> [BRIEF]: Can you turn the listing below, from the line containing "Annotation guideline — the target class is dark" up to and including the line containing "0;0;600;102", into a Markdown table with the columns Row and Line, numbering each line and leaving out any blank ones?
········
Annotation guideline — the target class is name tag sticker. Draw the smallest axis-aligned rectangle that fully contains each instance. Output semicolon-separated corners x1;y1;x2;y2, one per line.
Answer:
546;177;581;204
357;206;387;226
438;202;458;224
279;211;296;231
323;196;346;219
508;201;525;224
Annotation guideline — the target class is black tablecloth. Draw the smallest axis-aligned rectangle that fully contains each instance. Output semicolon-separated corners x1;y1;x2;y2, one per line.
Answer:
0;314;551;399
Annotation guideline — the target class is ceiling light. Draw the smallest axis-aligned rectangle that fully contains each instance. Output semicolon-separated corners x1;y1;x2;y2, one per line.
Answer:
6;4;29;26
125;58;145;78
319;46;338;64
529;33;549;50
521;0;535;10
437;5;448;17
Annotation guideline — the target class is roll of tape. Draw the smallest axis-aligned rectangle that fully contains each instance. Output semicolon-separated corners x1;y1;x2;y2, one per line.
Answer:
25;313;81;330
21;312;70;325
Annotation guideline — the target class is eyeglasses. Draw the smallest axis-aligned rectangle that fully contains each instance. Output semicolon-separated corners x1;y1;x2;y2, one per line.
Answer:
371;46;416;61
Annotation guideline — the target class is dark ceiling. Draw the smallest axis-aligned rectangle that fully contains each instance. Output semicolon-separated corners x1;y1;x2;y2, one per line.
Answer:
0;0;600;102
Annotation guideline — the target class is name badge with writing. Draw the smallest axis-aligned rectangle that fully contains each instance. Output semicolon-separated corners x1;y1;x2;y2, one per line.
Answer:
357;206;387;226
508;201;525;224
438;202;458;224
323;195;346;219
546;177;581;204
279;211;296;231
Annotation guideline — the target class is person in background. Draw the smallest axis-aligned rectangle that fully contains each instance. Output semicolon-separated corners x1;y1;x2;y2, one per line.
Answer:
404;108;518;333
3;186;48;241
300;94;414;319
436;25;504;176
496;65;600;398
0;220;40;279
········
> [THE RESPONSE]:
| Row | Line |
|---|---|
| 1 | Annotation guideline — the target class is dark ceiling. Draw the smallest axis-aligned rectangle that fully contains each instance. Output semicolon-separated corners x1;y1;x2;y2, one per line. |
| 2 | Answer: |
| 3 | 0;0;600;102 |